SHORT PROBLEM
Could you copy the listing below line for line, with every character unchanged?

/---

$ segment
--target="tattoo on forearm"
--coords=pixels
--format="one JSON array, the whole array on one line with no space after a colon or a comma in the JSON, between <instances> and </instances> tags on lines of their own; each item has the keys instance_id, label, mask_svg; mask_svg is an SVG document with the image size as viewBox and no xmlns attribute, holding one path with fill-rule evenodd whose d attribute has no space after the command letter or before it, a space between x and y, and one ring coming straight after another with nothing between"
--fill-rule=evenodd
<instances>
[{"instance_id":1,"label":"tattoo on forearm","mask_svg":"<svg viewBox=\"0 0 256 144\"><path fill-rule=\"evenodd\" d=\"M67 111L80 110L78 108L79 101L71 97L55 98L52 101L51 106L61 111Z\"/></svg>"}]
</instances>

\---

THE RESPONSE
$ segment
--target="tattoo on forearm"
--coords=pixels
--format="one JSON array, the whole array on one line with no space after a colon or a comma in the JSON, between <instances> and </instances> tags on lines of their own; each item has the keys instance_id, label, mask_svg; mask_svg is an SVG document with the image size as viewBox and no xmlns attribute, holding one path with fill-rule evenodd whose d attribute has no space after the command letter or before it, a space between x and y, and one ring coming straight after another with nothing between"
--fill-rule=evenodd
<instances>
[{"instance_id":1,"label":"tattoo on forearm","mask_svg":"<svg viewBox=\"0 0 256 144\"><path fill-rule=\"evenodd\" d=\"M67 111L80 110L78 108L79 101L71 97L55 98L52 101L51 106L61 111Z\"/></svg>"}]
</instances>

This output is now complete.